### Problem statement
Each entry should be restated word for word, with all pictures left out.

[Opening Data provided section]

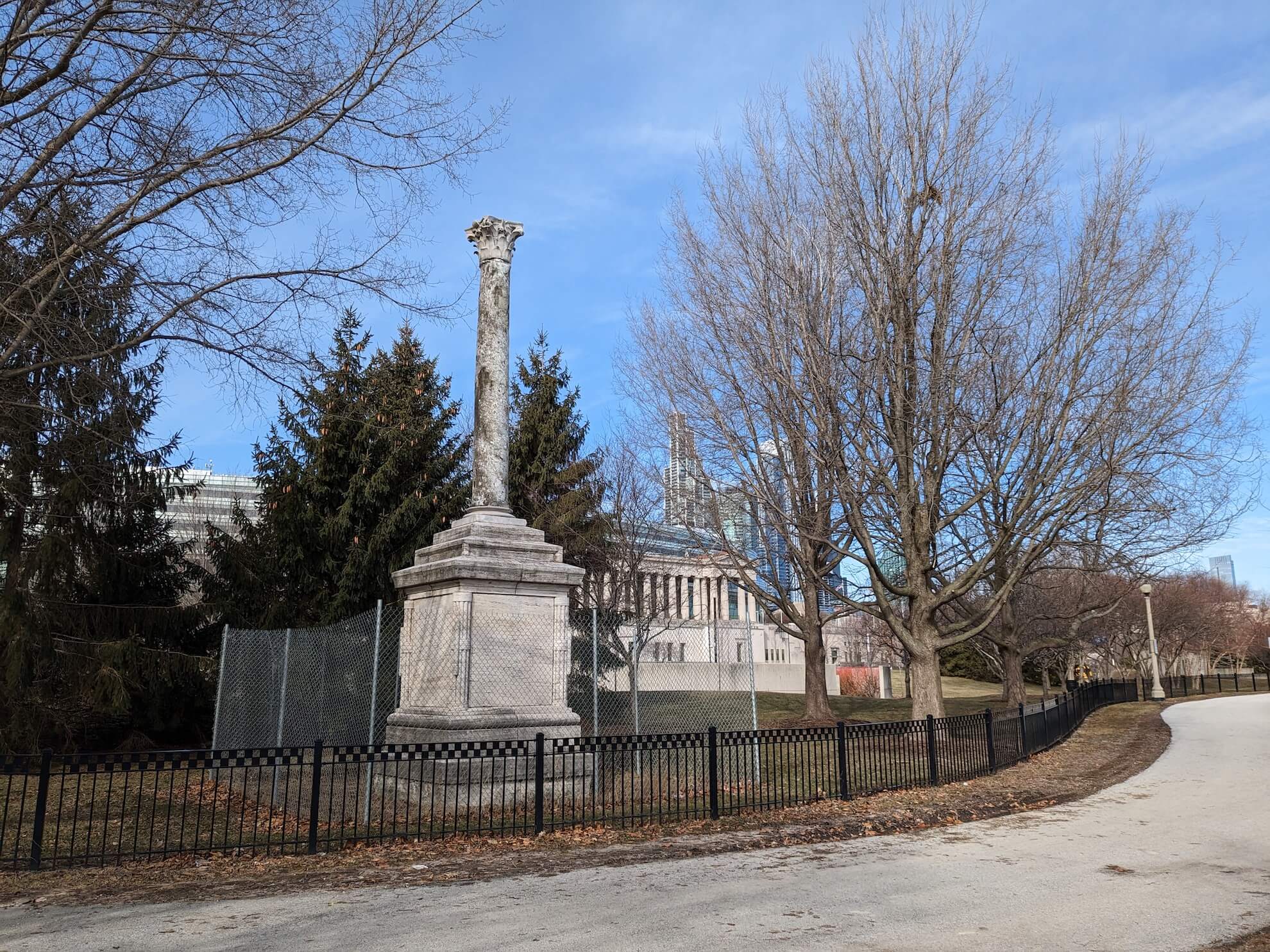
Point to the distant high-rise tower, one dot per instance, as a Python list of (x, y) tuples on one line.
[(684, 480), (1222, 568)]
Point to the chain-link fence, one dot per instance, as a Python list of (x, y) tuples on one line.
[(489, 650), (661, 676), (292, 686)]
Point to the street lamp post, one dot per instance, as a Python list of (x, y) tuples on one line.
[(1157, 691)]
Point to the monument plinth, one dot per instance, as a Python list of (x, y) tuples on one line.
[(486, 637)]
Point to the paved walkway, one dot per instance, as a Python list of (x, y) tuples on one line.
[(1174, 858)]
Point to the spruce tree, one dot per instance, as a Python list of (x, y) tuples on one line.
[(366, 470), (97, 639), (553, 484), (413, 480)]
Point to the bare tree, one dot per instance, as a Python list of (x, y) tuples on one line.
[(949, 328), (182, 129), (724, 357)]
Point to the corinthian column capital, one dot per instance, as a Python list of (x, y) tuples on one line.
[(495, 238)]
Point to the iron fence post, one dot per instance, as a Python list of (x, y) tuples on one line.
[(37, 830), (933, 762), (314, 796), (714, 772), (1022, 734), (539, 792), (843, 777), (992, 746)]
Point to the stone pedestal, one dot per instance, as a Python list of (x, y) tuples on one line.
[(486, 637)]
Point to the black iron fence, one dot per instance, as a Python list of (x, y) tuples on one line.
[(97, 809), (1187, 685)]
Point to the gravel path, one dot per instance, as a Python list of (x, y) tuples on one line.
[(1174, 858)]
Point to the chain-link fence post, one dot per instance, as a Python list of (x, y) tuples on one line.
[(595, 672), (375, 686), (220, 687), (754, 696), (282, 707)]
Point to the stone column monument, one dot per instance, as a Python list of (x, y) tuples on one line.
[(486, 636)]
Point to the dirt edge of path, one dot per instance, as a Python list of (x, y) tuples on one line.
[(1110, 747)]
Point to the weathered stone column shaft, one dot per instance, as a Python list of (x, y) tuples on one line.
[(495, 240)]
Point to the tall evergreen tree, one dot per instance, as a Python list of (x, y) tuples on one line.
[(366, 470), (553, 484), (92, 612)]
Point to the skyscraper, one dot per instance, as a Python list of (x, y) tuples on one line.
[(1222, 568), (684, 480)]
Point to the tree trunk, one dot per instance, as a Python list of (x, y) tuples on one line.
[(1013, 676), (927, 691), (816, 692)]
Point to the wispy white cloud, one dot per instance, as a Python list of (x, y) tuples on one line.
[(1193, 124)]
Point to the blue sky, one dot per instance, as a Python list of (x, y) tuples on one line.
[(610, 103)]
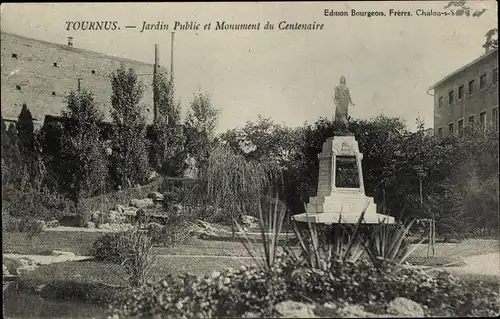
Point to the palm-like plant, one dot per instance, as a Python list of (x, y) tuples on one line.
[(388, 243), (269, 235)]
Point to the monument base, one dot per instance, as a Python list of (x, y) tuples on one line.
[(344, 207)]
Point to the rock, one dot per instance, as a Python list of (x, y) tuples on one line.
[(115, 217), (405, 308), (154, 226), (353, 311), (90, 225), (26, 265), (120, 208), (293, 309), (156, 196), (5, 271), (63, 253), (130, 211), (252, 315), (153, 176), (94, 217), (104, 226), (142, 203), (53, 224), (249, 221)]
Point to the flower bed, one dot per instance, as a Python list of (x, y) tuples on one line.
[(253, 290)]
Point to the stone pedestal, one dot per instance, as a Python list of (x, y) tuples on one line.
[(341, 192)]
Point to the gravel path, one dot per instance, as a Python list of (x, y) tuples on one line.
[(46, 260), (487, 264)]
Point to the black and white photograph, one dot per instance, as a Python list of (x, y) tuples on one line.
[(321, 159)]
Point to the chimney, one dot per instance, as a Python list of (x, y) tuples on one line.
[(491, 43)]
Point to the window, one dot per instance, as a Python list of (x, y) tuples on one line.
[(471, 120), (471, 87), (482, 82), (482, 119), (450, 97), (346, 172), (494, 118)]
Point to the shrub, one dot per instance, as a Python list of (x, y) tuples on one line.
[(9, 223), (130, 249), (31, 227), (37, 204), (233, 293)]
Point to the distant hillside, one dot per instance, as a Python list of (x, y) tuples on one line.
[(41, 74)]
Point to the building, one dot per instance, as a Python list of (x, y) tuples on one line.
[(469, 95), (41, 74)]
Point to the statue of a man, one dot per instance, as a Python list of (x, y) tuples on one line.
[(191, 172), (342, 101)]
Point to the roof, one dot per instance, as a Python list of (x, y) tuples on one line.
[(446, 78), (72, 48)]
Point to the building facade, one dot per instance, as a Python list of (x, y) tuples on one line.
[(468, 96), (41, 74)]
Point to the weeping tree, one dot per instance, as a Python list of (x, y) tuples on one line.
[(234, 185)]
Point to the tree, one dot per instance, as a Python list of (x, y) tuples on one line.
[(167, 138), (32, 169), (130, 155), (200, 125), (83, 150), (11, 163)]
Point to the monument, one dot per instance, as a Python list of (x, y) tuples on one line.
[(342, 100), (191, 171), (341, 193)]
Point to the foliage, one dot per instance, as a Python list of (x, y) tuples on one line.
[(234, 293), (389, 243), (109, 201), (232, 183), (199, 127), (269, 236), (36, 203), (130, 249), (11, 159), (31, 227), (129, 157), (25, 131), (167, 146), (83, 152)]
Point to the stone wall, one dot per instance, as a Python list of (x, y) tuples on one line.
[(482, 100), (41, 74)]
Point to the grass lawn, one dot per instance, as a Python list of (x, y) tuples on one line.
[(77, 242), (92, 281)]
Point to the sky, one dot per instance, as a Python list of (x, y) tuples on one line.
[(288, 75)]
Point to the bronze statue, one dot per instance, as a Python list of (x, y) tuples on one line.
[(342, 101)]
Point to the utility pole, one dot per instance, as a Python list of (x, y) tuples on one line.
[(79, 84), (172, 57), (155, 74)]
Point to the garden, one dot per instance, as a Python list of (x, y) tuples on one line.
[(160, 244)]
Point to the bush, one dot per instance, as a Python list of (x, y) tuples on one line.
[(130, 249), (9, 223), (37, 204), (31, 227), (232, 294)]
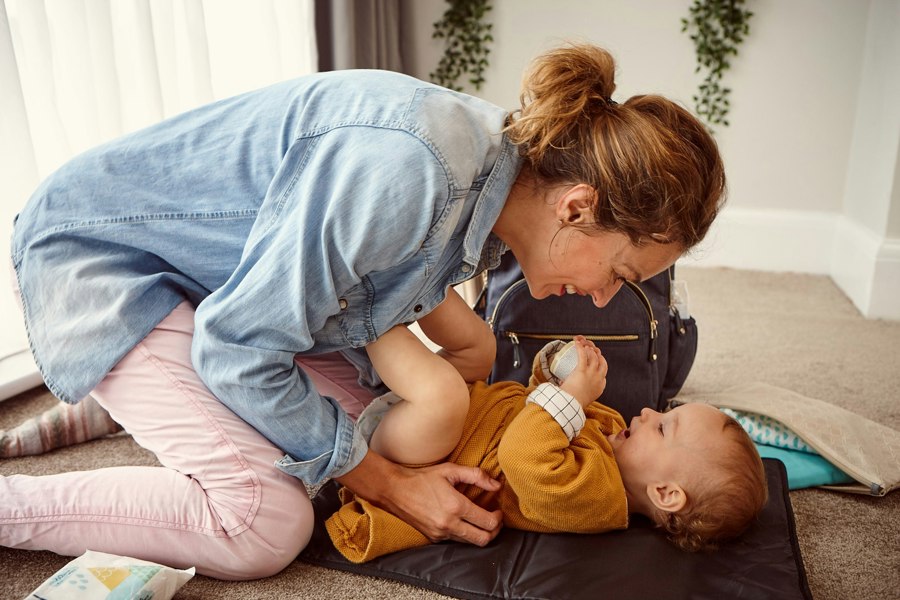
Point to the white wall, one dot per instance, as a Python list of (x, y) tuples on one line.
[(812, 150)]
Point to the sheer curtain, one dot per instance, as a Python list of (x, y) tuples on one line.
[(74, 73)]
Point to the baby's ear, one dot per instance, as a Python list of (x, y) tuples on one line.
[(667, 496)]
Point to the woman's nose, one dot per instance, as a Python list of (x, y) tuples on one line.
[(602, 297)]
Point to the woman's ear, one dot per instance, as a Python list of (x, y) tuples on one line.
[(667, 496), (576, 205)]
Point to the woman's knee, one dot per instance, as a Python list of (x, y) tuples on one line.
[(267, 548)]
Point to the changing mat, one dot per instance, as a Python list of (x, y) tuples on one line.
[(634, 564)]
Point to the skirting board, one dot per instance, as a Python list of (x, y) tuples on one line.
[(863, 264)]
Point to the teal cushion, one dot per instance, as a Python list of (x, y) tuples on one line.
[(805, 469)]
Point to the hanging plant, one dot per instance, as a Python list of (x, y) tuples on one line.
[(466, 37), (717, 28)]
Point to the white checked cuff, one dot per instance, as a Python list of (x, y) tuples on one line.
[(562, 406)]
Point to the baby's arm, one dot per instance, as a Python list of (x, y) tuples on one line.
[(565, 480)]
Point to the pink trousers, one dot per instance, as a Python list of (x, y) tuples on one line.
[(218, 503)]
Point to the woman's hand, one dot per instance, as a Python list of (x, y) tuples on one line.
[(427, 498), (587, 382)]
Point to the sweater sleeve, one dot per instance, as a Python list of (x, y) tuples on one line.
[(561, 485)]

[Closing Data provided section]

### Result for this exercise
Point to the distant high-rise tower, one dot per instance, as a Python list of (x, y) tuples on one line.
[(684, 480), (1222, 568)]
Point to the chain-link fence, one dot per instance, as a Python list of (x, y) tuples on one line.
[(489, 650), (661, 676), (292, 686)]
Point to the street lamp post, one dot per instance, as a Python list of (x, y) tuples on one line.
[(1157, 691)]
Point to the monument plinth, one dot per instance, as a Python list of (x, y) tuples on one line.
[(486, 637)]
Point to the paved walkway, one dot per instance, as a Python list of (x, y) tuples on one line.
[(1174, 858)]
Point to the spruce tree, one dot per instance, as a Python list of (x, y) tuples on one line.
[(366, 470), (97, 639), (553, 484), (413, 480)]
Point to the bare tree, one dot per instance, as a Python list of (x, y) tuples on one line.
[(949, 328), (182, 129), (724, 357)]
Point to the corinthian column capital, one dot per instance, as a Python list of (x, y) tuples on one line.
[(495, 238)]
Point to the iron fence post, one dot per instance, as a Python list of (x, y) tuples on one line.
[(37, 830), (933, 762), (314, 796), (714, 772), (1022, 734), (539, 792), (843, 777), (992, 746)]
Point to the stone pedestal, one dot per instance, as a Python list of (x, y) tuples on one line.
[(486, 637)]
Point to the black iron fence, one dot per instance, as a Python list of (x, y) tuples on one line.
[(97, 809), (1187, 685)]
Point to the gravel path, one dot per instance, as a Python list of (x, y) tuples on one line.
[(1174, 858)]
Point to the chain-link fence post, one dot per instance, as a Python list of (x, y) tuples on one line.
[(595, 672), (375, 686), (220, 687), (754, 696), (282, 707)]
Point to the stone column monument, one dot per instance, as a Python list of (x, y) tuples on one line.
[(486, 636)]
Point to the dirt edge of path, one dot per instance, as a Python list of (x, y) tuples on one line.
[(1110, 747)]
Point to the weathered stone column shaft, one dot per instance, as a Python list of (x, y) tuples on one line.
[(495, 240)]
Point to the tall evergreen tree, one dot per instance, as a Python list of (x, y) tuples on one line.
[(366, 470), (553, 484), (92, 612)]
Point to the skyscraper, one dot per instance, as a Python list of (x, y) tuples on one line.
[(1222, 568), (684, 480)]
Point to the tree trunk, one dot per instance, as a Python list of (x, y) tuples on one line.
[(1013, 676), (927, 691), (816, 692)]
Point to the wispy white cloud, one dot per instance, as a Python list of (x, y) tuples on one line.
[(1193, 124)]
Point to the blue sky, one dot per instance, as a Python list of (x, y) tuples on one line.
[(610, 103)]
Point to the palm-like plant, one dot per instance, as a Python list of (x, y) tuples on one line.
[(388, 243), (269, 235)]
Point to the monument base, one dot per instance, as a Python list of (x, y) tuples on one line.
[(344, 207)]
Point to the rock, one dot per instance, as a Python list of (x, y) tuples on one line.
[(115, 217), (405, 308), (154, 226), (353, 311), (90, 225), (26, 265), (120, 208), (293, 309), (156, 196), (5, 271), (63, 253), (130, 211), (252, 315), (153, 176), (94, 217), (104, 226), (142, 203), (53, 224), (249, 221)]
Point to the flower bed, one dot per instance, as a Python list of (x, y) tuples on one line.
[(253, 290)]
Point to the stone pedestal, one dot per instance, as a Python list of (x, y) tuples on one line.
[(341, 192)]
Point to the gravel path, one dot per instance, as a Python list of (x, y) tuples on one line.
[(46, 260), (487, 264)]
Point to the black and white photograph, one dot per instance, as a Python list of (x, y) tuples on one line.
[(321, 159)]
Point to the chimney, one dot per instance, as a Python list of (x, y) tuples on one line.
[(491, 43)]
Point to the window, one dot per instance, as a Python list of (x, y) tuples on one line.
[(471, 120), (471, 87), (482, 82), (482, 119), (450, 97), (346, 172), (494, 118)]
Point to the shrub, one dot per instance, as a Python list of (x, y) tuples on one line.
[(9, 223), (130, 249), (31, 227), (37, 204), (233, 293)]
Point to the distant hillside, one dot per instance, as a Python list of (x, y) tuples on one line.
[(41, 74)]
Point to the building, one dot per instance, as a Python list of (x, y) tuples on one line.
[(469, 95), (41, 74)]
Point to the statue of a man, one dot per instance, as a Python list of (x, y) tuples on one line.
[(191, 172), (342, 101)]
Point to the roof, one dot per instance, as a Python list of (x, y) tuples on one line.
[(446, 78), (72, 48)]
Point to the building facade, one dot per instance, as a Python list of (x, y) tuples on one line.
[(468, 96), (41, 74)]
Point to the weeping tree, one dot per instance, as a Python list of (x, y) tuples on one line.
[(234, 185)]
Point to the tree, one dot per instance, as a Python list of (x, y) tuples on one line.
[(167, 138), (32, 169), (130, 155), (200, 125), (83, 150), (11, 163)]
Point to the monument, one dot per instance, as a Python list of (x, y) tuples on one line.
[(342, 100), (191, 171), (341, 193)]
Point to the foliage, one dot per instance, as a Python list of (x, y) tuples on one line.
[(234, 293), (389, 243), (109, 201), (232, 183), (199, 127), (269, 236), (36, 203), (130, 249), (11, 159), (31, 227), (129, 157), (25, 131), (167, 146), (83, 152)]
Point to the stone wall, one dot per instance, as a Python list of (x, y) tuples on one line.
[(482, 100), (41, 74)]
Point to the grass lawn, one dot per instance, as a Python list of (x, y) tuples on one line.
[(77, 242), (92, 281)]
Point to the sky, one dot per instance, as a Python list of (x, y) tuples on one line.
[(288, 75)]
Point to the bronze statue, one dot per instance, as a Python list of (x, y) tuples on one line.
[(342, 101)]
Point to the utility pole, one dot per instance, as a Python list of (x, y) tuples on one line.
[(79, 84), (172, 57), (155, 74)]
Point to the garden, one dot per instance, as a Python list of (x, y) tuples on one line.
[(160, 244)]
Point to the bush, one dot per instance, as a Python list of (x, y) tuples on one line.
[(130, 249), (9, 223), (37, 204), (31, 227), (232, 294)]
Point to the white wall, one dot per instance, as a Python list of (x, y) tuples on one line.
[(812, 150)]
Point to the sheer curtain, one dot per instance, as a Python list of (x, y) tuples on one line.
[(74, 73)]
Point to the baby's ear, one dot per instance, as a Python list of (x, y) tuples on one line.
[(667, 496)]
Point to the woman's nose, one dot per instance, as a Python list of (x, y) tuples on one line.
[(602, 297)]
Point to the woman's ear, one dot per instance, as a Python list of (x, y) tuples on one line.
[(667, 496), (576, 205)]
Point to the woman's knee, one dot per instance, as a Python list of (x, y) tuples on one line.
[(267, 548)]
Point to the changing mat, one dot per instance, as a Python list of (x, y) tuples on one line.
[(634, 564)]
Point to the skirting board, one dot per instance, as a Python list of (x, y) tuples on one line.
[(863, 264)]
Point to the teal cushion, one dot per instance, as a Python list of (x, y) tuples on one line.
[(805, 469)]
Point to the hanging plant, one dot per instance, as a Python list of (x, y) tuples on one line.
[(466, 37), (717, 28)]
Point to the white checked cuff, one dot per instance, as a Python list of (x, y) tuples on one line.
[(562, 406)]
Point to the baby's arm, one dot per instance, as a Python list of (x, y) tuples on one line.
[(565, 480)]
Point to the pink trousers, one dot per instance, as a Python list of (x, y) tuples on one line.
[(218, 503)]
Point to the woman's hand, one dot per instance, as a Python list of (x, y) tuples on one line.
[(427, 498), (587, 382)]
Point to the sweater sleeve, one dot per instance, as a Python list of (x, y) tuples on one line.
[(561, 485)]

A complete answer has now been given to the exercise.